Page excerpt:
___

Watchdog Timer - IPMI supports the ability to manage a system watchdog timer. In the event of a system error, the watchdog timer may be able to perform a timeout action, such as system shutoff or system restart.
Power Control - IPMI supports the ability to remotely turn on or turn off the system. This may allow users to restart systems in the event of system errors.
Field Replaceable Unit (FRU) Inventory - IPMI supports the ability to read FRU information, which may be useful for inventory management or a RMA process. For example, FRUs may have details on hardware type, hardware details, serial numbers, etc.
Serial Over LAN (SOL) - Beginning with IPMI 2.0, IPMI supports a protocol for reading and writing serial traffic over Ethernet. This allows users to connect to a system console for system error diagnosis.
Boot management - IPMI supports the ability to configure boot processes. This is useful so that it can be done outside of the BIOS.
Most of the features listed above may be performed in-band or out-of-band, with obvious exceptions (e.g. remote power control will not work in-band).
What are the Pros of IPMI?
As a standard interface, software that you use on the servers of one manufacturer should also work on the servers of another manufacturer. There should be no need to learn or use new software whenever different hardware is purchased.
The cost of IPMI, compared to traditional hardware management, should prove to be much lower. Many manufacturers and vendors supply IPMI for free, it is simply something that exists on the system. If your organization previously purchased remote controllable power strips or KVM switches for remote management, you may no longer need them. If your organization did not previously purchase remote management hardware, you'll find you have a significant amount of remote management and diagnostic features you didn't have before. Either way, IPMI should help reduce total cost of ownership.
What are the Cons of IPMI?
While IPMI is a standard, the implementation by vendors is widely varying. For example, one system may log a CPU failure to the SELL, while another may not. So hardware error diagnosis may be more or less useful dependent on vendor. In addition, IPMI has been implemented differently or incorrectly by many vendors. IPMI software that may function on the hardware of one vendor, may not work on the hardware of another. Also, the IPMI specification supports the ability for vendors to add OEM specific extensions onto their platforms. These OEM extensions are done to support hardware specific functionality or error reporting that may not be in the IPMI specification. Therefore, software supported by the vendor may be the only way to utilize those extensions. Potential users of IPMI should be aware that just because a platform supports IPMI, does not mean your software of choice may function on it.

___

Extracted information:
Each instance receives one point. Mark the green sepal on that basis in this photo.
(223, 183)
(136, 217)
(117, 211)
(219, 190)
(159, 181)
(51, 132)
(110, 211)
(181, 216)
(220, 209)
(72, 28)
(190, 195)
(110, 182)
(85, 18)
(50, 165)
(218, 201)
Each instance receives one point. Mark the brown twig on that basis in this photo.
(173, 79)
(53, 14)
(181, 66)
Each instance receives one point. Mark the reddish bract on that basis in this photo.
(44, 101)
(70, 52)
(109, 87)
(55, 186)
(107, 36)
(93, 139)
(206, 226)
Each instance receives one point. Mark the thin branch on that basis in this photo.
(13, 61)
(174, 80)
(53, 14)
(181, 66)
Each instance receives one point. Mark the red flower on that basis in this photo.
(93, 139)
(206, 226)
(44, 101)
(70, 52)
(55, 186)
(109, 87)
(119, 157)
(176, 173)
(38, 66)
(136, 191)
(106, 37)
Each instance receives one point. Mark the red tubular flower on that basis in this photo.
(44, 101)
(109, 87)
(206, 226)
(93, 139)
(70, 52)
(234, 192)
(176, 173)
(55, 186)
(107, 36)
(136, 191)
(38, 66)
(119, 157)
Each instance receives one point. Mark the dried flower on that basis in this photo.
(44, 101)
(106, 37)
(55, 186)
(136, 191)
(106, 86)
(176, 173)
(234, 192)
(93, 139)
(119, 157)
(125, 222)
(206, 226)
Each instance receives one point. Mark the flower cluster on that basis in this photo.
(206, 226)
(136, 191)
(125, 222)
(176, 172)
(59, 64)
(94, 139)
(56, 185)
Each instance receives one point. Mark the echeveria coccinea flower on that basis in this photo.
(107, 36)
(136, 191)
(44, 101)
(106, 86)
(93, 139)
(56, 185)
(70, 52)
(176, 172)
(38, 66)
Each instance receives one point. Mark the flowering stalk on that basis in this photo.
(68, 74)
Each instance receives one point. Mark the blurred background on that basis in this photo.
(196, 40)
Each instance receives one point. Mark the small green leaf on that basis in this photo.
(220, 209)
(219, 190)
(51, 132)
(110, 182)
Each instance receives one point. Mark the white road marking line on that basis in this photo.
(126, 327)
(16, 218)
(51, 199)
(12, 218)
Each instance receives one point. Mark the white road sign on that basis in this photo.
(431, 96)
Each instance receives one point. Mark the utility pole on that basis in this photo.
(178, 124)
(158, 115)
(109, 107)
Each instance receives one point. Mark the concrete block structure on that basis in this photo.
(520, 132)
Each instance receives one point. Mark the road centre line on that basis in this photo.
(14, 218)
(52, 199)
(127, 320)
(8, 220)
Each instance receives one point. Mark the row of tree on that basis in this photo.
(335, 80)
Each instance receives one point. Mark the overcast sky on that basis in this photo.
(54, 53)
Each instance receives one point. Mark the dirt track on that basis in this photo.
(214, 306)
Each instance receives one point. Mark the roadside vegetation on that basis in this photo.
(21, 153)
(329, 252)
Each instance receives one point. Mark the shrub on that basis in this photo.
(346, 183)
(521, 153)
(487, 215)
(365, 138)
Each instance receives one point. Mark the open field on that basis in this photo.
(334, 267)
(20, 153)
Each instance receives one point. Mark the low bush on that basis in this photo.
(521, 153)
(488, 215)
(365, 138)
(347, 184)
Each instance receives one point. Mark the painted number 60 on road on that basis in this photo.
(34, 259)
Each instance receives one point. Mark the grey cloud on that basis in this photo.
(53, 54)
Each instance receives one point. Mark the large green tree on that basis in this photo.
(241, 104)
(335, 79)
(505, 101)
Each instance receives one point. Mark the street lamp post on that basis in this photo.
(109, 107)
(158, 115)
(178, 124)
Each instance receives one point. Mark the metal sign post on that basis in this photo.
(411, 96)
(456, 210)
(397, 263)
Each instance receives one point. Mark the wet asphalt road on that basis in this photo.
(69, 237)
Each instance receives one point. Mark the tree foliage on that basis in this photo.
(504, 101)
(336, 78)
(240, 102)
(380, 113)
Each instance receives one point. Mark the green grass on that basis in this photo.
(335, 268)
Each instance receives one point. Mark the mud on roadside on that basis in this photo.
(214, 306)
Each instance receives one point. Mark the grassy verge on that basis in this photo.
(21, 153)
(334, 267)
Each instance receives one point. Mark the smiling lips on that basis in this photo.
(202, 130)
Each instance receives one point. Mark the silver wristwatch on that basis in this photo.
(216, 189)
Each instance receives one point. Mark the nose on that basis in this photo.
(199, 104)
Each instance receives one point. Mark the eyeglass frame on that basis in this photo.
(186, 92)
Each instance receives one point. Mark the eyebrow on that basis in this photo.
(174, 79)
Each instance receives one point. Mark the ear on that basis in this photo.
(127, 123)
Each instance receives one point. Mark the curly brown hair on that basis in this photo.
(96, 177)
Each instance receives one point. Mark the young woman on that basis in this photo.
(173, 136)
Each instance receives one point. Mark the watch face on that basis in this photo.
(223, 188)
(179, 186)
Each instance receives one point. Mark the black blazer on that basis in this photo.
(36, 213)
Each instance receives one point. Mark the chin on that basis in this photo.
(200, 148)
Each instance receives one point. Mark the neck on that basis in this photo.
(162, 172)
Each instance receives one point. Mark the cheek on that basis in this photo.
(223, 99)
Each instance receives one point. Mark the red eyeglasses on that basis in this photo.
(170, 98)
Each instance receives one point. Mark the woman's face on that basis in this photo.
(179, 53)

___

What is required:
Continue the IPMI overview above, picking up right after its last sentence about software of choice not functioning on a platform.

Task answer:
The reliability of IPMI has been poorer than traditional remote management. The BMC must implement and perform far more complex tasks than older serial chips and sensor chips. This complexity has made the reliability of BMCs far worse. Many users of IPMI have complained of BMC failures that require a system reboot. Since the BMC manages IPMI, it is frustrating that one of the critical times a reboot is required, remote power control is not functional.
In addition, IPMI over LAN has shown itself to be less reliable than traditional remote management. IPMI over LAN is typically implemented on the same ethernet port that the server uses for its own personal traffic. Therefore, IPMI over LAN traffic will compete with the traffic of the server's operational use. If the server or network is busy, IPMI over LAN may be slow or unresponsive. IPMI over LAN also requires multiple components of the platform and network to not fail in order for it to function. For example, if a power supply or ethernet port fail, many of the remote management features listed above may not be available. Many users of IPMI consider this frustrating, since IPMI is most needed during system failures.